Stored items from a collection
'''

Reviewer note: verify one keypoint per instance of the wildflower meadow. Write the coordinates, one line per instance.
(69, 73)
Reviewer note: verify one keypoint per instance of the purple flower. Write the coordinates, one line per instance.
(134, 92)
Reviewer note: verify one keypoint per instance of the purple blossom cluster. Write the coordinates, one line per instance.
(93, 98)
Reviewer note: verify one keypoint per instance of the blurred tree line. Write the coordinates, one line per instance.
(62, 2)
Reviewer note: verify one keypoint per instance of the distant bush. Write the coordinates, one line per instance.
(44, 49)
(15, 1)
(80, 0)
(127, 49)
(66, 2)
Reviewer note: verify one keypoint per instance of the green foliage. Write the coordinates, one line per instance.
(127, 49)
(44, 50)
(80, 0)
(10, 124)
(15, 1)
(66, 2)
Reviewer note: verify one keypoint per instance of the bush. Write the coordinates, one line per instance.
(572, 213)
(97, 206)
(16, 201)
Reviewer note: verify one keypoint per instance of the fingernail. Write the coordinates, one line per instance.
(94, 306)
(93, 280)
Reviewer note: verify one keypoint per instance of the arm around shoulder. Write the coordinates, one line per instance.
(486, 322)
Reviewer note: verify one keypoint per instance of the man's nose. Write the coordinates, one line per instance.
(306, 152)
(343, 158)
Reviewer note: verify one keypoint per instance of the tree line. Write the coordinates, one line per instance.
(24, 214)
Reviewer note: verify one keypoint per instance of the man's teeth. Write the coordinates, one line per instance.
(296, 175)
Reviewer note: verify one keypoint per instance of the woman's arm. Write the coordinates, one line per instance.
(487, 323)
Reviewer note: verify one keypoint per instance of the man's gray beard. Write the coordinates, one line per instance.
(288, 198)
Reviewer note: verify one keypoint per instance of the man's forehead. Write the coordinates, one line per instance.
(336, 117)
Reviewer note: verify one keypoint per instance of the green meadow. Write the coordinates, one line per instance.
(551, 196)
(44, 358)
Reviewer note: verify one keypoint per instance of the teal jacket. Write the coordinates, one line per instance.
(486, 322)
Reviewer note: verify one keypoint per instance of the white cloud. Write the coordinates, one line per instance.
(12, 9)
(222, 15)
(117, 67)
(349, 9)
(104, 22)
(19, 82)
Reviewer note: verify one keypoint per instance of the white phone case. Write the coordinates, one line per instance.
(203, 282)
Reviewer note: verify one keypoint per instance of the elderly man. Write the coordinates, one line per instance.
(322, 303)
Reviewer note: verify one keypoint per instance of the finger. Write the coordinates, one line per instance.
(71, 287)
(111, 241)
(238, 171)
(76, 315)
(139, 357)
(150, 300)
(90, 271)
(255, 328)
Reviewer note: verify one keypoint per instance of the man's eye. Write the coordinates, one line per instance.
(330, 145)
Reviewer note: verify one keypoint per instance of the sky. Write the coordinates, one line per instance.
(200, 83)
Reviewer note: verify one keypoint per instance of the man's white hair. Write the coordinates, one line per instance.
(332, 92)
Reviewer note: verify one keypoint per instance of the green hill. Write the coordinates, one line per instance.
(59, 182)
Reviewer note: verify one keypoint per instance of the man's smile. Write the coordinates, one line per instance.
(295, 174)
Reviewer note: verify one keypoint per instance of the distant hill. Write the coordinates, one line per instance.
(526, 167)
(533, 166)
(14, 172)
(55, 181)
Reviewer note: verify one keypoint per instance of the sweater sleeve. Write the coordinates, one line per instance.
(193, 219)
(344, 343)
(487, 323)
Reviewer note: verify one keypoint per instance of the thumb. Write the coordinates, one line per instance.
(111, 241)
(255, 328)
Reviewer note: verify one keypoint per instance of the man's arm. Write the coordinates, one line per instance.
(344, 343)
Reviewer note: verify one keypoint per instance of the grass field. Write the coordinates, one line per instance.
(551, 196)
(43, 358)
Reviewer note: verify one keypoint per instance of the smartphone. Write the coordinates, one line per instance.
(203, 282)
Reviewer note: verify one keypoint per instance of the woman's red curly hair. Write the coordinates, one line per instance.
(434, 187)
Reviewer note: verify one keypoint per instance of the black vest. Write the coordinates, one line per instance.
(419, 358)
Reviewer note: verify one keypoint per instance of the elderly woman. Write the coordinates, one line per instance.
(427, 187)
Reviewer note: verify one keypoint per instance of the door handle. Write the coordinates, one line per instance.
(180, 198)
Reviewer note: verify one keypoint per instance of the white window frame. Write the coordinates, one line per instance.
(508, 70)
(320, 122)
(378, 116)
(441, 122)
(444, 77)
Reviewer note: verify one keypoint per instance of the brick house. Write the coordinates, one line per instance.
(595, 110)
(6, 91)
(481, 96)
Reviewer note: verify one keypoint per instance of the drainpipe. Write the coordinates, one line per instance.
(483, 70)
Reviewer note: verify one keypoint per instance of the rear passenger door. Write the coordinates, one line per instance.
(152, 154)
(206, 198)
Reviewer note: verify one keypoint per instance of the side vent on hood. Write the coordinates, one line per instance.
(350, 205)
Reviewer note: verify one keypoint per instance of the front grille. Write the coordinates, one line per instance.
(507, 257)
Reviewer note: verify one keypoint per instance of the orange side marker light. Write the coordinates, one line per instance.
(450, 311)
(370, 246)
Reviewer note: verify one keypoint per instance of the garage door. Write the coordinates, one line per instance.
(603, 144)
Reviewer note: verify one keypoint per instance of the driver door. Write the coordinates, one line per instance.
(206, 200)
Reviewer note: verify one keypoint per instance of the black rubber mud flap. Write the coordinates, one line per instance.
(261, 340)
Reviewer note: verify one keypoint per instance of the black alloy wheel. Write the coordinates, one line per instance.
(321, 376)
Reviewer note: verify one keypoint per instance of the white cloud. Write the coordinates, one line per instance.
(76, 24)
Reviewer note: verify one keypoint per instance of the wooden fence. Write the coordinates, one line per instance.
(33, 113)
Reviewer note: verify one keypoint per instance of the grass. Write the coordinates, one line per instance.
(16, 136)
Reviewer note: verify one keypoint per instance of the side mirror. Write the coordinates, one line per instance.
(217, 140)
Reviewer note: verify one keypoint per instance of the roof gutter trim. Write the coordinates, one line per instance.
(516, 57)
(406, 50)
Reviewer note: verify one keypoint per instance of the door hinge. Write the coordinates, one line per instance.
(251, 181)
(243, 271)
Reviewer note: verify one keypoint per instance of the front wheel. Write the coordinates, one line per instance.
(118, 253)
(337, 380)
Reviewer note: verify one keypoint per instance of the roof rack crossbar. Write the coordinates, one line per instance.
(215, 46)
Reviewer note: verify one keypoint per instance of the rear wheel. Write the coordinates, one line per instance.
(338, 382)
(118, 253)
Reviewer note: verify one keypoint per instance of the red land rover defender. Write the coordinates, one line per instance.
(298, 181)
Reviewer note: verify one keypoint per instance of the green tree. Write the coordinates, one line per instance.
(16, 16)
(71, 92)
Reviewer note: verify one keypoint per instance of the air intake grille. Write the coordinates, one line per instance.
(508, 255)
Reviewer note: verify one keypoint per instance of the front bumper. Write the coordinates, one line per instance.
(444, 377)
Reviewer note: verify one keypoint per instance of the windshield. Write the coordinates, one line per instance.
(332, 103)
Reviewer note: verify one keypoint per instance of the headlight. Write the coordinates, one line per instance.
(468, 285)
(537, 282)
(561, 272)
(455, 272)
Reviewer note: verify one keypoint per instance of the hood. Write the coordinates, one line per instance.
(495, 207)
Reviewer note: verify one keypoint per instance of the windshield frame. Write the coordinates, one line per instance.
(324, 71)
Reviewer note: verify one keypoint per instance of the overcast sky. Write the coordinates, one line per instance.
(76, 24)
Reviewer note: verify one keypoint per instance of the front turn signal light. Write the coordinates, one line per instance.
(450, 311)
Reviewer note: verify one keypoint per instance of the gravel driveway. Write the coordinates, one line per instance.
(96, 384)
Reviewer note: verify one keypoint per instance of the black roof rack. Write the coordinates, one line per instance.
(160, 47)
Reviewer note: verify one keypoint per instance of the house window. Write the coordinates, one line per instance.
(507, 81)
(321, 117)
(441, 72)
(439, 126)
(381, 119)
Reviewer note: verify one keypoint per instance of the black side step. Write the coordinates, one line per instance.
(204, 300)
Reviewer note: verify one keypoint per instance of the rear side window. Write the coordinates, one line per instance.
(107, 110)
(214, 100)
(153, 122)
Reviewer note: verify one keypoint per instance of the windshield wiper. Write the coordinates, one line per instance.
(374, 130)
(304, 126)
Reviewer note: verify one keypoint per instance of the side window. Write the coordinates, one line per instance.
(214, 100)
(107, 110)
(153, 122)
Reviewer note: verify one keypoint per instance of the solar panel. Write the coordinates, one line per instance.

'''

▶ What is being asked: Copy verbatim the span of lines that begins with the line holding "step. Write the coordinates, one line per instance." and ends at the last line of the records.

▶ Answer to the exercise:
Reviewer note: verify one keypoint per instance of the black side step. Write the coordinates, one line per instance.
(204, 300)
Reviewer note: verify one keypoint per instance of the rear side window. Write the coordinates, one line per instance.
(107, 110)
(214, 100)
(153, 122)
Reviewer note: verify one keypoint per instance of the windshield wiper. Write the coordinates, one line per instance.
(374, 130)
(304, 126)
Reviewer note: verify one keypoint per instance of the side window. Write the coordinates, one line per instance.
(214, 100)
(107, 110)
(153, 122)
Reviewer note: verify one keypoint per instance of the solar panel. Write the coordinates, one line per instance.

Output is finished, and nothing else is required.